■ Article ■
__________
15 minutes: Spaghetti Sunset

9:37

I eat pretty late at night. These days, it’s around 9 p.m. I know it’s not good and I can’t help it but on Thursdays, it’s farmers market night and I’m busy trying to figure out what to do with last week’s produce while working in this week’s produce. What to cook, what to save, what will go in breakfast tomorrow, what I need to freeze.

But nights like these, I’m glad I waited until late. Just as I was rinsing the last of my strawberries, I looked behind me over at my cooling dinner. But the sunset in my picture window above the counter where my dinner sat caught my eye. There was a magnificent orange horizon with tinges of blues and purples in the clouds above it.

“That’s it,” I thought. “It’s time for dinner … on the porch.”

So no phone, no anything, just my bowl of farmers market veggies and tomato sauce spooned over a heaping pile of spaghetti squash, a glass of white wine and my latest favorite fleece (It IS summer in the Pacific Northwest. It wouldn’t be a summer evening without a fleece.)

And so I dragged my chair to the western most corner of my front porch so I could see the partial mountaintop view that comes out when the clouds are high or, for once, have disappeared.
__________
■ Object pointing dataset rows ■
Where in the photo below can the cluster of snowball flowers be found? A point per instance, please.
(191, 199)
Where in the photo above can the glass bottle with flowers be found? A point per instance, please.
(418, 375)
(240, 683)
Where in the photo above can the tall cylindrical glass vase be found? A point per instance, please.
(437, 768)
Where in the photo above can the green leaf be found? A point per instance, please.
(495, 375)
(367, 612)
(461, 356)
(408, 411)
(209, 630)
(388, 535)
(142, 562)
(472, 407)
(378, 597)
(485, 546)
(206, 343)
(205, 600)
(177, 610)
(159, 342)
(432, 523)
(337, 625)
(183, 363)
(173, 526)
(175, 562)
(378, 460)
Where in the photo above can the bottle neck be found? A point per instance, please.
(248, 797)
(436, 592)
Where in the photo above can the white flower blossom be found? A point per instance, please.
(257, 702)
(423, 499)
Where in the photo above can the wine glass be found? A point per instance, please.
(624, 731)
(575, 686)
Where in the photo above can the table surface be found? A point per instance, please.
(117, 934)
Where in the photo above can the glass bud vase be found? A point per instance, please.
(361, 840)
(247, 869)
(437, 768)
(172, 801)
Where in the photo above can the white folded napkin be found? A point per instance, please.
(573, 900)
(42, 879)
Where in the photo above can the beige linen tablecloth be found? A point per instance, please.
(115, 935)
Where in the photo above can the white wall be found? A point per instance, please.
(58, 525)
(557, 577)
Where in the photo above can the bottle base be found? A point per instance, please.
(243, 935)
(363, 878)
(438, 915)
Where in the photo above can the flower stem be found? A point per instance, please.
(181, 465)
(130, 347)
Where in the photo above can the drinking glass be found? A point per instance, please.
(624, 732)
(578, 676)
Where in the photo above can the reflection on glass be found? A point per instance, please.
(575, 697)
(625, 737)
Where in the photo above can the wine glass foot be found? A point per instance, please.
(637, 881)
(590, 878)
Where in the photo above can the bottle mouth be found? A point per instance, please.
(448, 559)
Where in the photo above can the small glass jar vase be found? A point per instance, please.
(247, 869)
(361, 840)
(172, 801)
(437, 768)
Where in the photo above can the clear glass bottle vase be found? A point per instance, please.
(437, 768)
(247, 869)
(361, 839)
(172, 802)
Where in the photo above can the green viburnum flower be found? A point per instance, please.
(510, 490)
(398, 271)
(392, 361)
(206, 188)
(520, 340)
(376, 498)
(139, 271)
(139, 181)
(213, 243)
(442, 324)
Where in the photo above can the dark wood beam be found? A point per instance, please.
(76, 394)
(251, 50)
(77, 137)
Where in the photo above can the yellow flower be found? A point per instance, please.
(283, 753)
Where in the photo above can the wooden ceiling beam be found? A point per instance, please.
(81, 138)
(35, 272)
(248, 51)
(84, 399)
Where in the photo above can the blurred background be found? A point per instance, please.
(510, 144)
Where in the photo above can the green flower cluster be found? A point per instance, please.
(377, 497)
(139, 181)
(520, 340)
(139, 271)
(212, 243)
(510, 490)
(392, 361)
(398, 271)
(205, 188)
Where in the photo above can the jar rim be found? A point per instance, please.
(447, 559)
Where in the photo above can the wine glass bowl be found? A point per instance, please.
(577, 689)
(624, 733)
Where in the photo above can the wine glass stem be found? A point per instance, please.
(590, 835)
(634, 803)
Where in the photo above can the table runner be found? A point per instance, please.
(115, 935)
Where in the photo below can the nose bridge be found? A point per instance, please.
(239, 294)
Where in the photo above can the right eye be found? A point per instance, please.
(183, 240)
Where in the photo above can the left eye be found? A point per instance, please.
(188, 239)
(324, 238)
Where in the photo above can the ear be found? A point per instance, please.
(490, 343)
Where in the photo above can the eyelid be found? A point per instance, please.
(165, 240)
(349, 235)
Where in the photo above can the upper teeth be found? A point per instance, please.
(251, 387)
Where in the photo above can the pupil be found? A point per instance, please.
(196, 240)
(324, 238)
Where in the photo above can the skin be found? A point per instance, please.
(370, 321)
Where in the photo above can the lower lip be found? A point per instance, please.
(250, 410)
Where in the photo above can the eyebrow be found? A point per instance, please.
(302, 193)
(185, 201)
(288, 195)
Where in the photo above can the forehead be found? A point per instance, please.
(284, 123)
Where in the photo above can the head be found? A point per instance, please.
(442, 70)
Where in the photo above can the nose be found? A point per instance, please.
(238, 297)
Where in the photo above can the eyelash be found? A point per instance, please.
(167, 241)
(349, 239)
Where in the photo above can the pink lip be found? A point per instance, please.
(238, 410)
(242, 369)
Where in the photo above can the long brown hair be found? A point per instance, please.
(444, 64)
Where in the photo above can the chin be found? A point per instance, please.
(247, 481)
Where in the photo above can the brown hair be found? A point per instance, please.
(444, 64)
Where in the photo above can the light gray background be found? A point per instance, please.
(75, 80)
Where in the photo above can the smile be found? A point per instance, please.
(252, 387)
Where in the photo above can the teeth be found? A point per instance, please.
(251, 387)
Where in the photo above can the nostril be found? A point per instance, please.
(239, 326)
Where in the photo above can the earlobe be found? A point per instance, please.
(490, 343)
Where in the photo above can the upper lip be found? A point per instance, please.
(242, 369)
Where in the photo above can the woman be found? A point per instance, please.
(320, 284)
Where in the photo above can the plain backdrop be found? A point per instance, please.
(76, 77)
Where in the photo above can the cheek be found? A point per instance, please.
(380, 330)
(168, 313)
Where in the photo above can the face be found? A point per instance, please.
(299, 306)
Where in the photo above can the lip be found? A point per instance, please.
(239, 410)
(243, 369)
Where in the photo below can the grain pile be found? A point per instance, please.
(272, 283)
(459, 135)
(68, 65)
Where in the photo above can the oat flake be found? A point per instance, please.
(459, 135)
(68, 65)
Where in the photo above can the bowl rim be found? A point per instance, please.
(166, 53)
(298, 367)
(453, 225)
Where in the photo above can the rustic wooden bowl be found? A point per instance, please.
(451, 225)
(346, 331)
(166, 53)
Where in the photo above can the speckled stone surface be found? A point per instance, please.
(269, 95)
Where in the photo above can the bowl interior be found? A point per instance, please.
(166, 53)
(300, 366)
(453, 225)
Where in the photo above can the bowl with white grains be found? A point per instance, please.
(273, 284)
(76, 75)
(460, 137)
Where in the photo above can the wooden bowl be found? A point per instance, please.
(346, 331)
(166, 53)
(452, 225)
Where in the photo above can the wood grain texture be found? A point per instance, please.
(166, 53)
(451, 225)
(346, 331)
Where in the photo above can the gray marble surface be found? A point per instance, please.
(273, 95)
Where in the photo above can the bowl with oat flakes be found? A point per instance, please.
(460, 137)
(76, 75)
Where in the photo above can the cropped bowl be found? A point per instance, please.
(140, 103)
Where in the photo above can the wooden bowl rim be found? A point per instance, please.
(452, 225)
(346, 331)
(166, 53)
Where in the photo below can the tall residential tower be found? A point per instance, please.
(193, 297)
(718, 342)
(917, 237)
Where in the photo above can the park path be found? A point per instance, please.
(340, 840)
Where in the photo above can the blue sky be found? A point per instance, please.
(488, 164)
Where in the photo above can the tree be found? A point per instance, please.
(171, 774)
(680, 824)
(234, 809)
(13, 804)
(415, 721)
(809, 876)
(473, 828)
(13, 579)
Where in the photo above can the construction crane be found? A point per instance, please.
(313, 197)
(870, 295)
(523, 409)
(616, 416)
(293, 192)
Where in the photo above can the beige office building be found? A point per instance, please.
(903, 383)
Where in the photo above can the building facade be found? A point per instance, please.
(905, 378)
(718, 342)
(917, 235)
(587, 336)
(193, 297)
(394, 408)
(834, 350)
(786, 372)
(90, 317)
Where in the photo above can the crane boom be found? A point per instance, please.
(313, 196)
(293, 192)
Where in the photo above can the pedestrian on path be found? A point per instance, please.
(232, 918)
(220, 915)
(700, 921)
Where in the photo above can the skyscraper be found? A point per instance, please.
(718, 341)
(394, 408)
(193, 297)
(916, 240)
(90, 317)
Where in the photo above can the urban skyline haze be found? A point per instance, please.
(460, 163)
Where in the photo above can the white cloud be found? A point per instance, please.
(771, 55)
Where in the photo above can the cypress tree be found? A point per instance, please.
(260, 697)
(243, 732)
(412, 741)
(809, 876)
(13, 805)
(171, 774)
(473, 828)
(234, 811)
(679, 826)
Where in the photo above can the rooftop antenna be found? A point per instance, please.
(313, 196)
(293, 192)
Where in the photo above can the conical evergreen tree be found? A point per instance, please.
__________
■ What is required ■
Condense the paragraph of the sunset dinner post that begins "I eat pretty late at night" into two shorter sentences that keep its main facts.

■ Final answer ■
I eat late, around 9 p.m. these days, and though I know it isn't good, I can't help it. On Thursdays, farmers market night, I'm busy sorting last week's produce alongside this week's and deciding what to cook, what to save, what goes into tomorrow's breakfast, and what to freeze.